─── Passage provided ───
You are viewing a plain text version of this content. The canonical link for it is here.
Posted to users@pdfbox.apache.org by Xavier Sudan <xs...@gmail.com> on 2009/08/25 09:26:19 UTC
Splitt a PDF with iText and read with PDFBox

Hello,

I am trying to splitt a PDF with iText and read content after that. I can do
this process 1 time (read, splitt, read) but if I splitt another time,
PDFBox is unable to read the content (it just reads "/r/n"). The PDF (that
PDFBox cannot read) is readable with Acrobat (I can do a copy past)...

I would like to be able to splitt and read PDF multiple times... I have done
an application reproducing this problem.

Does anyone have an idea about this problem ?

Thank you :)


-----------------------------------------------------------------------
Code to reproduce the problem :
-----------------------------------------------------------------------

There is an application reproducing the problem... I hope that someone could
find the source of the problem. This arrived with different PDF source
(printed with pdfFractory, OpenOffice, ...) for the original PDF (will be
PDF_A).

*To use this application, just place a PDF named "PDF_A.pdf" at the base of
the project. Need library PDFBox and iText.*

------------------------------------------------------------------------
import java.io.File;
import java.io.FileInputStream;
import java.io.FileOutputStream;

import org.pdfbox.cos.COSDocument;
import org.pdfbox.pdfparser.PDFParser;
import org.pdfbox.pdmodel.PDDocument;
import org.pdfbox.util.PDFTextStripper;

import com.lowagie.text.pdf.PdfContentByte;
import com.lowagie.text.pdf.PdfImportedPage;
import com.lowagie.text.pdf.PdfReader;
import com.lowagie.text.pdf.PdfWriter;

/**
 * Problem using iText or PDFBox.
 * http://article.gmane.org/gmane.comp.java.lib.itext.general/46543
 */
public class TestReuseSameFile {

    /**
     * @param args
     */
    public static void main(String[] args) {
        System.out
                .println("The problem is that after the creation of two
files,"
                        + " the last is unreadable and I don't know what I
do wrong..."
                        + " For my tests, I take one PDF (PDF_A) from 1
page, and I "
                        + "create the PDF_B. After I take PDF_B to create
PDF_C and "
─── Excerpted data ───
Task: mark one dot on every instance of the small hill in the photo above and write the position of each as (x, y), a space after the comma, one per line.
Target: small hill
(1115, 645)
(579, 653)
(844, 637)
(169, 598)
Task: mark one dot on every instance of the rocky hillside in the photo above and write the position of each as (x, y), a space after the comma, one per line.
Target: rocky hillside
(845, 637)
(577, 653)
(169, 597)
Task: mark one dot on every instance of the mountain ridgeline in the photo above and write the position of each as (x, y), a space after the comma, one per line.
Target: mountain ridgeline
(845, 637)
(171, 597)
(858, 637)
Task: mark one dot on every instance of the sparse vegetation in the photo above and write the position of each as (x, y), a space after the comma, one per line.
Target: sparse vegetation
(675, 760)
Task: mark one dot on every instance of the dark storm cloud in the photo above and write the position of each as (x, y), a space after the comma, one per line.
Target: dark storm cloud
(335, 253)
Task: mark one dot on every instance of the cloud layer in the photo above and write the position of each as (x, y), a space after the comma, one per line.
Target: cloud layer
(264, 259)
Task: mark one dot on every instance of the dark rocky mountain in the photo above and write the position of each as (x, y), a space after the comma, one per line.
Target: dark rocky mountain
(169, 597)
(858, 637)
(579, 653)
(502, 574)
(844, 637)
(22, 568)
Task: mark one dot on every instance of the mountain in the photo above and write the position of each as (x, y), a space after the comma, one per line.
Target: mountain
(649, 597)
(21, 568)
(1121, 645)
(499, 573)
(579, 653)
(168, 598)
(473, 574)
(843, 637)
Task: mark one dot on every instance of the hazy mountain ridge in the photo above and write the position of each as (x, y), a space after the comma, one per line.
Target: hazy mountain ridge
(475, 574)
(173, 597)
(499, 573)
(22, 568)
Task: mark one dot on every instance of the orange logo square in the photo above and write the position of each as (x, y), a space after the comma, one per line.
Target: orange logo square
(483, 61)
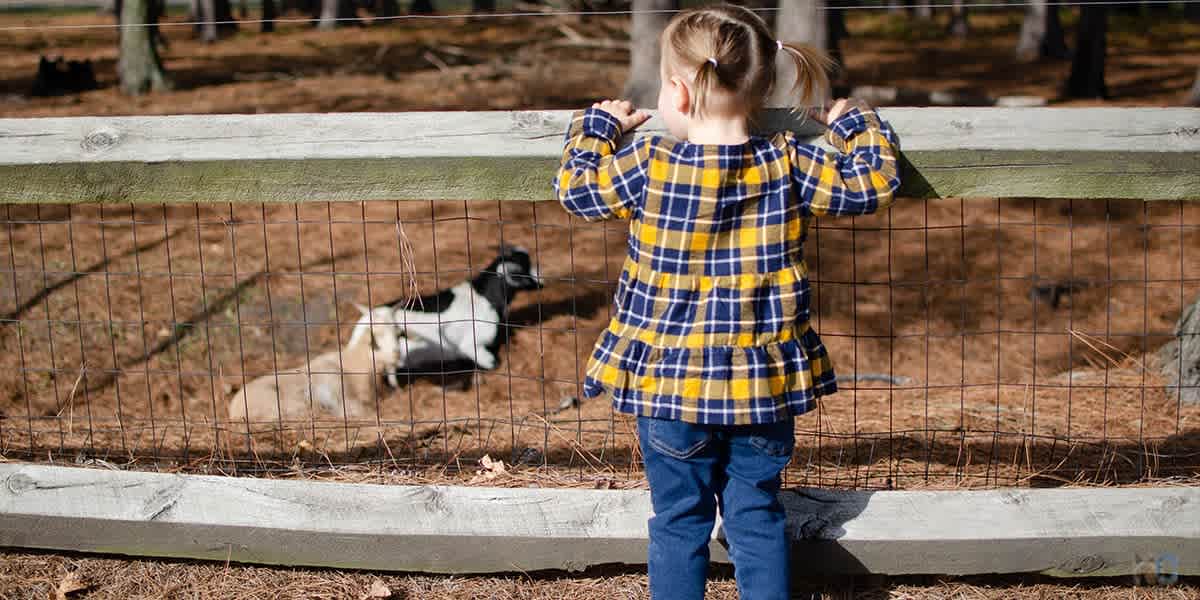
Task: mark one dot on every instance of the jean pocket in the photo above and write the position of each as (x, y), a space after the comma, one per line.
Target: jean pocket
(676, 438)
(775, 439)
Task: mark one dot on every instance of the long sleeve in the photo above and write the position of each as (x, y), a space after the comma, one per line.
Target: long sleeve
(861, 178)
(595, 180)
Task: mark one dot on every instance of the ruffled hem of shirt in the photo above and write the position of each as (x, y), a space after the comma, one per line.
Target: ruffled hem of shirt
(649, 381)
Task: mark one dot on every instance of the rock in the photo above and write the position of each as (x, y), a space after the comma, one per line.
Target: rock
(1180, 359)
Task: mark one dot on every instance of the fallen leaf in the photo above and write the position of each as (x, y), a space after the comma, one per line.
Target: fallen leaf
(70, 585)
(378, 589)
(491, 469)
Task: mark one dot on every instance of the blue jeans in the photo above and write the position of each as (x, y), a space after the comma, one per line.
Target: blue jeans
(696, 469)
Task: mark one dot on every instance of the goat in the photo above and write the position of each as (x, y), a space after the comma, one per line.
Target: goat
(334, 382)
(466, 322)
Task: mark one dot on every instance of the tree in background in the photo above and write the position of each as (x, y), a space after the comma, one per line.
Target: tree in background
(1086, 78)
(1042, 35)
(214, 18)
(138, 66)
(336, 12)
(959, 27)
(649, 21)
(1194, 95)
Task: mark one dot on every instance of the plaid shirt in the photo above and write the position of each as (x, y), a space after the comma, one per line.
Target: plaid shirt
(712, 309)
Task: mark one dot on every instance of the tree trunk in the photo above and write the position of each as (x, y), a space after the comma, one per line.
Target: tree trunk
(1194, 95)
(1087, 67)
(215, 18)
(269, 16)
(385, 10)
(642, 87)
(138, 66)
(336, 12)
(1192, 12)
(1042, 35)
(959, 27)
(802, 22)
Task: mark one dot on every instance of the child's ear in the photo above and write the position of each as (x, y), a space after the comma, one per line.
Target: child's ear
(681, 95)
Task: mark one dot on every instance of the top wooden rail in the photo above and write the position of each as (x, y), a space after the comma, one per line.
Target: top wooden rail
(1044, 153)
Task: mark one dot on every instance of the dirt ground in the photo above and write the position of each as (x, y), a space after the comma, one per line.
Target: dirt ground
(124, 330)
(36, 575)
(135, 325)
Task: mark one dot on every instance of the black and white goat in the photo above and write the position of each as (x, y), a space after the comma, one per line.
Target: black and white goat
───
─── Excerpted data ───
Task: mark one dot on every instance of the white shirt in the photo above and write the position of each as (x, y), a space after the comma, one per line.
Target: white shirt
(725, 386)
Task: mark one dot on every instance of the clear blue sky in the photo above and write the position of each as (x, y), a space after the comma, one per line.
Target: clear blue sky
───
> Exercise instructions:
1 > From the PDFBox post, list every class imported from an org.pdfbox package, giving each by its class name.
2 > In the PDFBox post, extract the text between "I would like" and "this problem ?", inclusive.

> Solutions to the tasks:
1 > COSDocument, PDFParser, PDDocument, PDFTextStripper

2 >
I would like to be able to splitt and read PDF multiple times... I have done
an application reproducing this problem.

Does anyone have an idea about this problem ?